▶ _Task item_:
From the line containing "positive clicks: (382, 239)" through the last line of the entries below, repeat each line word for word and leave out the rest.

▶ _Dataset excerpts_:
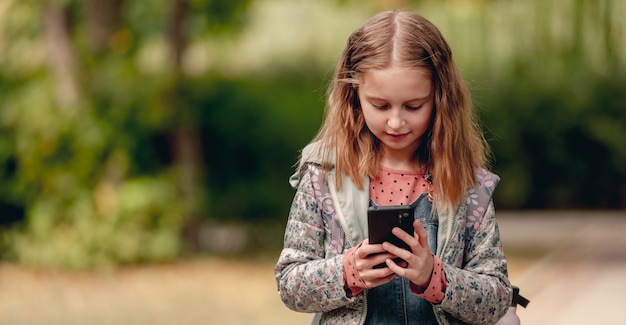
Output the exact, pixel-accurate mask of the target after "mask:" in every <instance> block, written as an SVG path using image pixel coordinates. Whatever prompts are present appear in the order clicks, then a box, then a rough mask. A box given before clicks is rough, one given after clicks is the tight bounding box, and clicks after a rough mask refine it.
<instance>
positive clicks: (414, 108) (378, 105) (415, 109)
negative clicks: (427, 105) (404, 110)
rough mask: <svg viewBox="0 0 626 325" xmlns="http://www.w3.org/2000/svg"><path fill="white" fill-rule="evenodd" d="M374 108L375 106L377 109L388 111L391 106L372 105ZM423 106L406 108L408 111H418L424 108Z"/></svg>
mask: <svg viewBox="0 0 626 325" xmlns="http://www.w3.org/2000/svg"><path fill="white" fill-rule="evenodd" d="M372 106H374V108H376V109H380V110H385V109H387V108H388V107H389V106H388V105H374V104H372ZM422 106H423V105H419V106H408V105H405V106H404V107H406V109H408V110H410V111H417V110H418V109H420V108H422Z"/></svg>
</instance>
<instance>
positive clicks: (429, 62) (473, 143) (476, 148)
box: [314, 11, 488, 213]
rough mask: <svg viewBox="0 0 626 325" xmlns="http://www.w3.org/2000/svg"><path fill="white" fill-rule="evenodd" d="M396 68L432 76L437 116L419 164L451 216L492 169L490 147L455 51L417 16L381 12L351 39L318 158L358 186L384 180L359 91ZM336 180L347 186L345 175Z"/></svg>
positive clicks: (322, 137)
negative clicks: (485, 170) (364, 179)
mask: <svg viewBox="0 0 626 325" xmlns="http://www.w3.org/2000/svg"><path fill="white" fill-rule="evenodd" d="M392 64H395V65H399V66H401V67H406V68H425V69H426V70H428V71H430V73H431V78H432V85H433V94H434V109H433V116H432V121H431V124H430V126H429V128H428V130H427V131H426V133H425V134H424V136H423V138H422V145H421V146H420V148H419V149H418V150H417V151H416V152H415V155H414V162H415V164H416V166H417V165H425V166H426V168H428V170H429V171H430V173H431V174H432V177H433V178H432V182H433V192H432V194H433V197H434V203H435V204H434V208H435V210H436V211H437V212H440V213H441V212H451V211H453V209H455V208H456V206H457V205H458V204H459V203H460V202H461V201H462V200H463V199H464V197H465V193H466V191H467V190H468V189H469V188H471V187H474V185H475V182H476V174H475V173H476V170H477V169H478V168H486V164H487V156H488V146H487V144H486V142H485V139H484V137H483V135H482V132H481V131H480V129H479V127H478V124H477V119H476V116H475V114H474V112H473V109H472V101H471V97H470V94H469V91H468V89H467V87H466V85H465V83H464V81H463V79H462V78H461V75H460V73H459V70H458V68H457V66H456V64H455V63H454V61H453V60H452V52H451V50H450V47H449V46H448V44H447V42H446V41H445V39H444V37H443V36H442V34H441V32H440V31H439V30H438V29H437V27H436V26H435V25H433V24H432V23H431V22H430V21H428V20H427V19H425V18H424V17H422V16H420V15H418V14H415V13H412V12H405V11H385V12H381V13H378V14H377V15H375V16H373V17H372V18H370V19H369V20H368V21H366V22H365V24H364V25H363V26H361V27H360V28H359V29H357V30H356V31H354V32H353V33H352V34H351V35H350V37H349V39H348V42H347V45H346V47H345V49H344V50H343V53H342V56H341V59H340V61H339V63H338V64H337V67H336V70H335V74H334V77H333V79H332V81H331V82H330V85H329V87H328V91H327V102H326V111H325V118H324V122H323V124H322V126H321V128H320V130H319V132H318V134H317V135H316V136H315V138H314V141H319V142H320V143H321V146H320V148H321V149H320V152H319V155H321V156H322V157H324V159H325V161H328V162H329V163H328V164H326V165H325V167H326V168H330V167H331V162H332V163H334V167H335V169H336V173H337V175H347V176H349V177H350V178H351V180H352V181H353V182H354V183H355V184H356V185H357V186H358V187H359V188H360V189H362V188H363V177H365V176H368V177H375V176H378V173H379V170H380V161H381V157H382V150H380V141H379V140H378V139H377V138H376V137H375V136H374V135H373V134H372V132H370V130H369V129H368V128H367V126H366V124H365V119H364V117H363V113H362V110H361V103H360V102H359V98H358V89H359V83H360V76H362V75H363V73H365V72H367V71H370V70H380V69H385V68H389V67H391V65H392ZM331 157H334V159H332V158H331ZM336 179H337V186H338V187H341V177H337V178H336Z"/></svg>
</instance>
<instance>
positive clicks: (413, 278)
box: [383, 220, 434, 286]
mask: <svg viewBox="0 0 626 325" xmlns="http://www.w3.org/2000/svg"><path fill="white" fill-rule="evenodd" d="M413 228H415V233H414V234H413V236H411V235H409V234H408V233H406V232H405V231H404V230H402V229H400V228H398V227H396V228H393V230H392V231H391V232H392V233H393V234H394V235H395V236H396V237H398V238H400V239H401V240H402V241H404V242H405V243H406V244H407V245H409V247H410V248H411V251H408V250H406V249H403V248H400V247H397V246H395V245H393V244H390V243H388V242H384V243H383V248H384V249H385V250H386V251H387V252H389V253H390V254H393V255H395V256H398V257H399V258H401V259H403V260H404V261H406V264H407V266H406V267H401V266H399V265H398V264H396V263H395V262H394V261H393V260H391V259H387V260H386V261H385V263H387V266H388V267H389V269H390V270H392V271H393V272H394V273H396V274H397V275H399V276H402V277H405V278H407V279H409V281H411V282H413V283H414V284H416V285H418V286H425V285H427V284H428V283H429V282H430V277H431V275H432V273H433V263H434V262H433V255H432V253H431V252H430V248H429V246H428V233H427V232H426V229H424V227H423V226H422V224H421V223H420V222H419V221H418V220H415V221H414V222H413ZM403 264H404V263H403Z"/></svg>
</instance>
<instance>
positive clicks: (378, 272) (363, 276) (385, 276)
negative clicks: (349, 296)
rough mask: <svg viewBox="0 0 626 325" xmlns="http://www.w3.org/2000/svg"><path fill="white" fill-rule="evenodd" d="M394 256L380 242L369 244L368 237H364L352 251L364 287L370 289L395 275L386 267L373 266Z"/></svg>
mask: <svg viewBox="0 0 626 325" xmlns="http://www.w3.org/2000/svg"><path fill="white" fill-rule="evenodd" d="M395 257H396V256H395V255H393V254H390V253H388V252H387V251H386V250H385V249H384V248H383V245H382V244H374V245H370V244H369V239H365V240H364V241H363V242H361V245H359V248H357V250H356V252H355V253H354V264H355V267H356V269H357V271H358V272H359V276H360V277H361V279H362V280H363V282H365V288H367V289H371V288H374V287H377V286H379V285H381V284H385V283H387V282H389V281H391V280H392V279H393V278H394V277H395V276H396V273H394V272H393V271H392V270H390V269H389V268H388V267H383V268H374V266H376V265H378V264H381V263H383V265H384V263H385V261H386V260H388V259H391V258H395Z"/></svg>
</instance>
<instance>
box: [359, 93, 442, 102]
mask: <svg viewBox="0 0 626 325" xmlns="http://www.w3.org/2000/svg"><path fill="white" fill-rule="evenodd" d="M430 96H431V94H428V95H426V96H424V97H417V98H413V99H410V100H407V101H405V103H409V102H418V101H422V100H427V99H428V98H430ZM365 99H367V100H381V101H385V102H387V101H388V100H387V99H384V98H380V97H376V96H369V95H365Z"/></svg>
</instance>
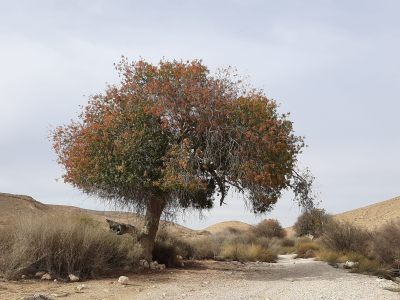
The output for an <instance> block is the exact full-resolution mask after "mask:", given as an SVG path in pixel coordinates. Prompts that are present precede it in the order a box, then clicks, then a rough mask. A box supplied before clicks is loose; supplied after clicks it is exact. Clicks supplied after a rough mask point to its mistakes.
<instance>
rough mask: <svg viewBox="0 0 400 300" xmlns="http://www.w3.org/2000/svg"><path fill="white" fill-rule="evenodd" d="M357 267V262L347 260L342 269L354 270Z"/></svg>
mask: <svg viewBox="0 0 400 300" xmlns="http://www.w3.org/2000/svg"><path fill="white" fill-rule="evenodd" d="M357 266H358V262H356V261H349V260H348V261H346V262H345V263H344V264H343V268H345V269H352V268H355V267H357Z"/></svg>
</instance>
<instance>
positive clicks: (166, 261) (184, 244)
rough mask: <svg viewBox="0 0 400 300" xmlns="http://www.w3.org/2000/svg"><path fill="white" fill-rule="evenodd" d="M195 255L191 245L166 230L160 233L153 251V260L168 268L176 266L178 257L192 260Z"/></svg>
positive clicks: (156, 238)
mask: <svg viewBox="0 0 400 300" xmlns="http://www.w3.org/2000/svg"><path fill="white" fill-rule="evenodd" d="M193 253H194V249H193V246H192V245H191V244H190V243H188V242H186V241H184V240H183V239H181V238H178V237H177V236H175V235H173V234H171V233H168V232H167V231H166V230H160V231H159V232H158V234H157V237H156V240H155V244H154V249H153V251H152V255H153V260H156V261H157V262H159V263H163V264H165V265H166V266H168V267H171V266H174V265H175V263H176V256H177V255H180V256H182V257H184V258H191V257H193Z"/></svg>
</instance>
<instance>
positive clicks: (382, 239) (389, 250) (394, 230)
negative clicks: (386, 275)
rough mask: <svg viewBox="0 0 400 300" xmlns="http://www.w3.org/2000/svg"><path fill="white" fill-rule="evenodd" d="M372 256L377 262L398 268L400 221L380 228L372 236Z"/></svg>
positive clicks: (398, 256) (399, 242) (393, 222)
mask: <svg viewBox="0 0 400 300" xmlns="http://www.w3.org/2000/svg"><path fill="white" fill-rule="evenodd" d="M373 254H374V256H375V257H376V258H377V259H378V260H379V261H381V262H383V263H386V264H388V265H391V266H392V267H394V268H400V267H399V265H400V219H399V220H397V221H393V222H390V223H388V224H386V225H384V226H382V227H381V228H380V229H379V230H378V231H377V232H376V233H375V234H374V238H373Z"/></svg>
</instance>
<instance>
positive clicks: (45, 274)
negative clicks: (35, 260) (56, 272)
mask: <svg viewBox="0 0 400 300" xmlns="http://www.w3.org/2000/svg"><path fill="white" fill-rule="evenodd" d="M41 279H42V280H52V278H51V275H50V274H49V273H46V274H43V276H42V278H41Z"/></svg>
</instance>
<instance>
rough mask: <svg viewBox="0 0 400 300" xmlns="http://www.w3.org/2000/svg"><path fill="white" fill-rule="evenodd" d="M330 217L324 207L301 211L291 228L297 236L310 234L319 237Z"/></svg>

▶ _Task solution_:
positive clicks: (382, 239) (389, 250) (394, 230)
negative clicks: (386, 275)
rough mask: <svg viewBox="0 0 400 300" xmlns="http://www.w3.org/2000/svg"><path fill="white" fill-rule="evenodd" d="M372 256L377 262L398 268L400 221L380 228L372 236Z"/></svg>
positive clicks: (398, 256) (399, 242) (393, 222)
mask: <svg viewBox="0 0 400 300" xmlns="http://www.w3.org/2000/svg"><path fill="white" fill-rule="evenodd" d="M373 254H374V256H375V257H376V258H377V259H378V260H379V261H381V262H383V263H386V264H388V265H391V266H392V267H394V268H400V267H399V265H400V219H399V220H397V221H393V222H390V223H388V224H386V225H384V226H382V227H381V228H380V229H379V230H378V231H377V232H376V233H375V234H374V238H373Z"/></svg>
</instance>
<instance>
positive clicks: (45, 274)
negative clicks: (35, 260) (56, 272)
mask: <svg viewBox="0 0 400 300" xmlns="http://www.w3.org/2000/svg"><path fill="white" fill-rule="evenodd" d="M41 279H42V280H52V278H51V275H50V274H49V273H46V274H43V276H42V278H41Z"/></svg>
</instance>
<instance>
rough mask: <svg viewBox="0 0 400 300" xmlns="http://www.w3.org/2000/svg"><path fill="white" fill-rule="evenodd" d="M330 217L324 207L301 211L291 228L297 236L310 234L319 237Z"/></svg>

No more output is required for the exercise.